= DIRECTIONS FOR THIS TASK =
Restating the data exactly is the whole task.

= STUDY MATERIAL =
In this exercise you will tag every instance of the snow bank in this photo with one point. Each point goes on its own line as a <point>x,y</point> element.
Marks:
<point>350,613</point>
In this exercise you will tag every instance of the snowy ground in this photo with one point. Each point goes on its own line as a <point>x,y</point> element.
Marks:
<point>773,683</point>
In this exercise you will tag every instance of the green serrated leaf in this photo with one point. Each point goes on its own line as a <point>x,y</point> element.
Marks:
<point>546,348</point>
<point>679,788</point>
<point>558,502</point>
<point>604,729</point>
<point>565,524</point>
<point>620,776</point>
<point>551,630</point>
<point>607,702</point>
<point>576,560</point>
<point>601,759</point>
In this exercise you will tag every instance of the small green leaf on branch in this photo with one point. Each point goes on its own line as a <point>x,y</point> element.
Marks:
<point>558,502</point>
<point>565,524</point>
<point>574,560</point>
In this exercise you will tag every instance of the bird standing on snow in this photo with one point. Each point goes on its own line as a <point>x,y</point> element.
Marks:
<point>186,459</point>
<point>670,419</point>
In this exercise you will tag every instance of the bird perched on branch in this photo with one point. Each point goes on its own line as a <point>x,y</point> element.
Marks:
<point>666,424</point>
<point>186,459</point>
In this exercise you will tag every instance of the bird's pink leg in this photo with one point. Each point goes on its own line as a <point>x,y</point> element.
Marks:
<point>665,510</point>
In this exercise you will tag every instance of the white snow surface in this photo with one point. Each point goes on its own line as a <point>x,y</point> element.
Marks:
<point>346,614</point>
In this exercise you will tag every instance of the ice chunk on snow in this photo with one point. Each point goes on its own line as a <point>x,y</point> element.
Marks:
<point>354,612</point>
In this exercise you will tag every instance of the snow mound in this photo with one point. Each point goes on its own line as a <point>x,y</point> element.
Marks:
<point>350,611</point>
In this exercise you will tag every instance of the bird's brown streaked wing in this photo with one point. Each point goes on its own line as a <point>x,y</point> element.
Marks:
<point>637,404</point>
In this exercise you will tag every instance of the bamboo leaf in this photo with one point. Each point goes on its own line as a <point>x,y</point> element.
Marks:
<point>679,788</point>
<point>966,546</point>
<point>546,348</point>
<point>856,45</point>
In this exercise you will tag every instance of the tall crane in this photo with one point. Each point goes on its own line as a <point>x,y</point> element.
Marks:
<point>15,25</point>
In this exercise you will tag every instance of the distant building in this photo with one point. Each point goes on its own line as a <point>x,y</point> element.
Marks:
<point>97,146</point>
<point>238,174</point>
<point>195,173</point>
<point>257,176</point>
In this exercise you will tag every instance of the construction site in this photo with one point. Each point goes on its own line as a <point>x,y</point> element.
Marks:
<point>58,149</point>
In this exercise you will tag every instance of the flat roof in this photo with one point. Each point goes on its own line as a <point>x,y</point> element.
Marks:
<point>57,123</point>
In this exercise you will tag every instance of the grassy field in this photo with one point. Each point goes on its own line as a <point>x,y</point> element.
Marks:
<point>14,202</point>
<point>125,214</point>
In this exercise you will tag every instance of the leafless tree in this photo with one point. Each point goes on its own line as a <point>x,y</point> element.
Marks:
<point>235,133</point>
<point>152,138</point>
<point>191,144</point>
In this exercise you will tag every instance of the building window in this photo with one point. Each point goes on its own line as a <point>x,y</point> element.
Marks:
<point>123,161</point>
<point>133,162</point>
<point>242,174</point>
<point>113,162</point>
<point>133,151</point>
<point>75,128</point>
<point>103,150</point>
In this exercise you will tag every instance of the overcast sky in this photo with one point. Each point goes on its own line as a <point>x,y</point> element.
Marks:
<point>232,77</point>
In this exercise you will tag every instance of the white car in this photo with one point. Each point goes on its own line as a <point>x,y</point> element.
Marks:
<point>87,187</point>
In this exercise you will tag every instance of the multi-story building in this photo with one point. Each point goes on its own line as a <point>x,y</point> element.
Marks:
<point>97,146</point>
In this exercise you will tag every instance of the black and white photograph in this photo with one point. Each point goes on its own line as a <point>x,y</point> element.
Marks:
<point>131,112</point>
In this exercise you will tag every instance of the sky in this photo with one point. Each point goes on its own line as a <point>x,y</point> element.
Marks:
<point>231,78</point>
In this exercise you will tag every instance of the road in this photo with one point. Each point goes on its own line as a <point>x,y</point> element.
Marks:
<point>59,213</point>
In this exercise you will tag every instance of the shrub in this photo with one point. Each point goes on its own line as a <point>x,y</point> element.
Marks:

= EXERCISE RESPONSE =
In this exercise you will tag every instance of the snow bank in this photo with one point. Each point goes on its own line as a <point>x,y</point> element.
Marks:
<point>350,613</point>
In this exercise you will tag every instance of the snowy ground in this photo with one point. Each point goes on its own line as a <point>x,y</point> element.
Marks:
<point>773,683</point>
In this exercise you will tag every instance of the green serrated leaf in this photo with one point. Each point goes on its own line as a <point>x,y</point> element.
Marks:
<point>546,348</point>
<point>679,788</point>
<point>558,502</point>
<point>604,729</point>
<point>565,524</point>
<point>620,776</point>
<point>551,630</point>
<point>607,702</point>
<point>576,560</point>
<point>601,759</point>
In this exercise you will tag every instance of the small green leaf on branch in this photo with one point. Each point goes on its own line as a <point>x,y</point> element.
Marks:
<point>558,502</point>
<point>565,524</point>
<point>574,560</point>
In this exercise you will tag every instance of the bird standing on snow in this photo with one point. Each point goes on its own line as a <point>x,y</point> element.
Marks:
<point>186,459</point>
<point>670,419</point>
In this exercise you will tag every instance of the bird perched on branch in this photo with one point. Each point goes on its own line as a <point>x,y</point> element.
Marks:
<point>666,424</point>
<point>186,459</point>
In this exercise you will tag every instance of the bird's pink leg in this photo with one point. Each point goes on its own line as a <point>x,y</point> element.
Marks:
<point>665,510</point>
In this exercise you will tag every instance of the white snow surface in this photo with one point. Each point goes on its own line as a <point>x,y</point> element.
Marks:
<point>346,614</point>
In this exercise you will tag every instance of the ice chunk on snow in this photo with one point. Each point goes on its own line as a <point>x,y</point> element.
Marks:
<point>354,612</point>
In this exercise you will tag every instance of the snow mound in this photo with one point. Each point goes on its own line as a <point>x,y</point> element.
Marks:
<point>350,611</point>
In this exercise you will tag every instance of the bird's brown streaked wing in this photo with one point. Each point goes on its own line as a <point>x,y</point> element.
Marks:
<point>637,404</point>
In this exercise you will tag every instance of the bamboo leaf in this photo with one point. Each point goes on its own line as a <point>x,y</point> element.
Marks:
<point>679,788</point>
<point>966,546</point>
<point>546,348</point>
<point>856,45</point>
In this exercise you will tag every instance of the tall crane in this photo with one point. Each point goes on its own line as a <point>x,y</point> element.
Marks:
<point>15,25</point>
In this exercise you will tag every instance of the distant building in this photo with one point. Each point goes on its own line as a <point>x,y</point> element.
Marks:
<point>97,146</point>
<point>238,174</point>
<point>195,173</point>
<point>257,176</point>
In this exercise you will tag every instance of the construction site in this photo with one point. Each point goes on its own line as a <point>x,y</point> element.
Marks:
<point>58,149</point>
In this exercise you will tag every instance of the flat roof in this photo with one point. Each point goes on its own line as a <point>x,y</point> element.
Marks:
<point>57,123</point>
In this exercise you will tag every instance of the grassy field in this photo with one point. Each point goes on its own line as a <point>x,y</point> element.
Marks:
<point>14,202</point>
<point>125,214</point>
In this exercise you will tag every instance of the leafless tree in this photo with one point. Each point goes on its own line as a <point>x,y</point> element.
Marks:
<point>235,133</point>
<point>152,138</point>
<point>191,144</point>
In this exercise you will tag every instance of the building window in this photo with one point. Each point goes on its own line as a <point>x,y</point> element.
Marks:
<point>123,161</point>
<point>133,162</point>
<point>242,174</point>
<point>113,162</point>
<point>133,151</point>
<point>75,128</point>
<point>103,150</point>
In this exercise you will tag every instance of the overcast sky in this photo with one point. Each point goes on its own line as a <point>x,y</point> element.
Marks:
<point>232,77</point>
In this exercise you will tag every instance of the white car in this photo with one point. Each point goes on its own line as a <point>x,y</point> element.
Marks:
<point>87,187</point>
In this exercise you will tag every instance of the multi-story building in this photo with one point. Each point goes on its own line as a <point>x,y</point> element.
Marks:
<point>97,146</point>
In this exercise you will tag every instance of the black and white photograph in this photo with one point. Each point goes on its own line as a <point>x,y</point> element.
Marks:
<point>131,112</point>
In this exercise you will tag every instance of the sky in this photo with one point. Each point goes on its own line as a <point>x,y</point> element.
Marks:
<point>231,78</point>
In this exercise you will tag every instance of the road in this photo with one point. Each point goes on its own line as a <point>x,y</point> element.
Marks:
<point>59,213</point>
In this exercise you will tag every instance of the shrub in this photo with one point. Each point goes on its own line as a <point>x,y</point> element.
Marks:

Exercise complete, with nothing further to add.